Text under study –
*** Begin section ***
Scientists often discover disease-fighting compounds in all sorts of weird and wonderful places. Anti-cancer molecules have been found in corals and wasp venom of all places, and antibacterial agents have been sourced from the bright blue blood of horseshoe crabs. Now, to add to this bizarre list, it turns out that bananas might soon be added to our antiviral armamentarium.
Sounds odd, but bananas produce a particular carbohydrate binding protein – lectin – called BanLec that sticks to cell structures, or glycans, containing the simple sugar mannose. Like other lectins that target the same thing, BanLec functions as a so-called “T cell mitogen,” meaning it stimulates cell division in this type of immune cell upon binding.
Conveniently for scientists, certain viruses, like HIV, also contain similar sugar molecules on their surface, and when BanLec grasps onto them it effectively acts as a barrier to cell entry, meaning the virus can’t get inside and steal the host’s machinery to replicate. But there is a catch (of course): prompting immune cells to divide in the presence of infection can lead to systemic inflammation and actually worsen the infection as it provides the virus with a greater pool of susceptible cells to infect and thus transmit to others.
So what scientists from the University of Michigan decided to do was tinker with BanLec to see if they could separate the antiviral and mitogenic effects of this lectin without compromising its beneficial activities. Combining molecular and sophisticated imaging techniques, the team discovered that just one simple substitution in the protein’s building block, or amino acid, sequence significantly reduced BanLec’s mitogenicity yet preserved its broad-spectrum antiviral activities.
*** End section ***
Raw data –
*** Begin section ***
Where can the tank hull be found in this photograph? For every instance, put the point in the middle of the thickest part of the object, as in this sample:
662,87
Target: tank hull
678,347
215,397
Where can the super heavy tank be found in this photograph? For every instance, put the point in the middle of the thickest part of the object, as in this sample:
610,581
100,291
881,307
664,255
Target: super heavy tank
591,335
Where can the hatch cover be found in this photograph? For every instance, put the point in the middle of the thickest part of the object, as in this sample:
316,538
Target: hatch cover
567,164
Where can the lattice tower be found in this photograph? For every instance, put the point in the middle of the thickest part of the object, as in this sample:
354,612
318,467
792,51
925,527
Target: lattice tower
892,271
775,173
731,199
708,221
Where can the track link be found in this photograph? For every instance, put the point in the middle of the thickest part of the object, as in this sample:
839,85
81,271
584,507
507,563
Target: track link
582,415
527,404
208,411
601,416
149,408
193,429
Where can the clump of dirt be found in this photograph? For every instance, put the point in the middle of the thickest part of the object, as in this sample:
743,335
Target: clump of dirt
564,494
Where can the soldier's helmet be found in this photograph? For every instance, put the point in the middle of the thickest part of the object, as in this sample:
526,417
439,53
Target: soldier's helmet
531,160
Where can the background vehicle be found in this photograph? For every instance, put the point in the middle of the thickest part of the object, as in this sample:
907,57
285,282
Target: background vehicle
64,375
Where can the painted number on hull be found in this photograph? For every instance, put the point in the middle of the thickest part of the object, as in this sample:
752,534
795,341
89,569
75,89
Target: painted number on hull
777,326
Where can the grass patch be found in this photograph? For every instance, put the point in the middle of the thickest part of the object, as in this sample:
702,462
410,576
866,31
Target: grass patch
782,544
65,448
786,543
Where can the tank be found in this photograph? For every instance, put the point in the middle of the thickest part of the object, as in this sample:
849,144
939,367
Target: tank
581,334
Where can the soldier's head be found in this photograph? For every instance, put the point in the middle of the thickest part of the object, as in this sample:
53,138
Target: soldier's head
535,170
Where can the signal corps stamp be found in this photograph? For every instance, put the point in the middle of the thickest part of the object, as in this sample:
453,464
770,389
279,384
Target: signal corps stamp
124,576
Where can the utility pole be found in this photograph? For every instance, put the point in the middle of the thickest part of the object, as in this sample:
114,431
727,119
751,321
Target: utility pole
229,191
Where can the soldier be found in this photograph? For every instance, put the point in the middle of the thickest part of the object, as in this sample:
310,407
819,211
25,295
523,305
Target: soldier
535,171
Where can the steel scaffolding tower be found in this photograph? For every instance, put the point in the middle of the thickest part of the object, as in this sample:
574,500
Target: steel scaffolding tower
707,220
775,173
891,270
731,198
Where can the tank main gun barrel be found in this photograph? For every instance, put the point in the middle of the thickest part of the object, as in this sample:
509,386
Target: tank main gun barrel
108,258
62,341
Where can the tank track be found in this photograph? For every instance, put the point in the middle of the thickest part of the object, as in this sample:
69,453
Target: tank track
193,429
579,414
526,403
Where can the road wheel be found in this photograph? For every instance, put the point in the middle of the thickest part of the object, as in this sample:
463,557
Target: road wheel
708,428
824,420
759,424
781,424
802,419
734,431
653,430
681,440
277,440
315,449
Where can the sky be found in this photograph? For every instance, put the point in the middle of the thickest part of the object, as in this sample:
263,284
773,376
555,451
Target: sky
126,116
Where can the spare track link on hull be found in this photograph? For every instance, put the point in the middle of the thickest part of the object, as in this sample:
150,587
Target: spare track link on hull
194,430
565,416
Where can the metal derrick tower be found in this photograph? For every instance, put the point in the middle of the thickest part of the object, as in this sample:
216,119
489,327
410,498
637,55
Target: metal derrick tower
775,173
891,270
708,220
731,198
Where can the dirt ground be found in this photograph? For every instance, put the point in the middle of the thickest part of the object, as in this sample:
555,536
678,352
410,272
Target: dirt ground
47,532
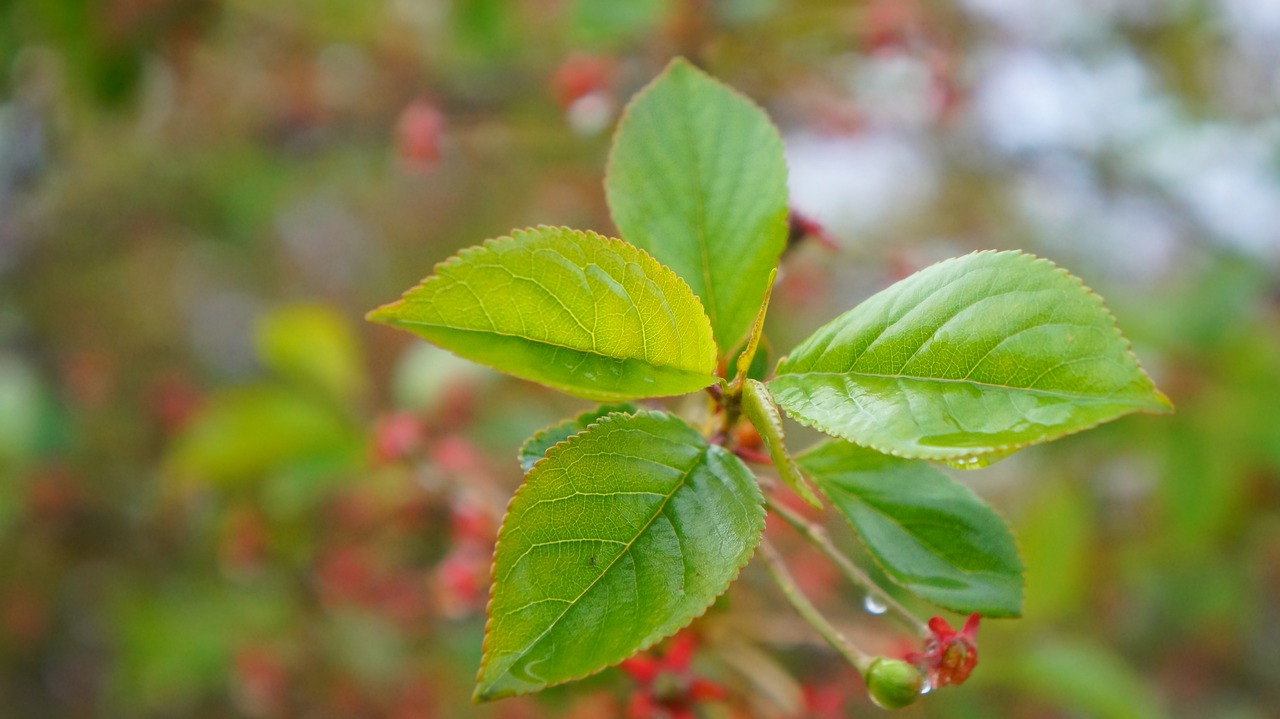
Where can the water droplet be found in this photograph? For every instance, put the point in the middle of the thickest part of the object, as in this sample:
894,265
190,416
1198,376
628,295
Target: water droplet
873,605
*** End section ***
Work item A –
In the article on banana lectin, what simple sugar is found in the cell structures that BanLec sticks to?
Work item B –
Take the article on banana lectin further, continuing from its last sentence.

Task answer A –
Mannose.

Task answer B –
BanLec actually needs to simultaneously stick to two receptors on T cells to exert its mitogenic effects, and what this amino acid trade did was prevent this so-called “cross-linking” of receptors while still allowing binding to the cell. And when the team tested it out in vitro, they found that the modified protein was able to prevent not only HIV from getting inside cells, but also hepatitis C and influenza viruses.
“One major advantage of designer lectins lies in the fact that the risk of resistance is lower, because glycans cannot be altered as easily as protein structures,” study author Hans-Joachim Gabius from Ludwig-Maximilians-University said in a statement.
And that is a particularly desirable feature for viruses that have a tendency to rapidly mutate and evade drug treatments. But whether or not the molecule is safe or effective in humans remains to be seen, so hopefully they can push forward with further studies to find out.
The work has been published in the journal Cell.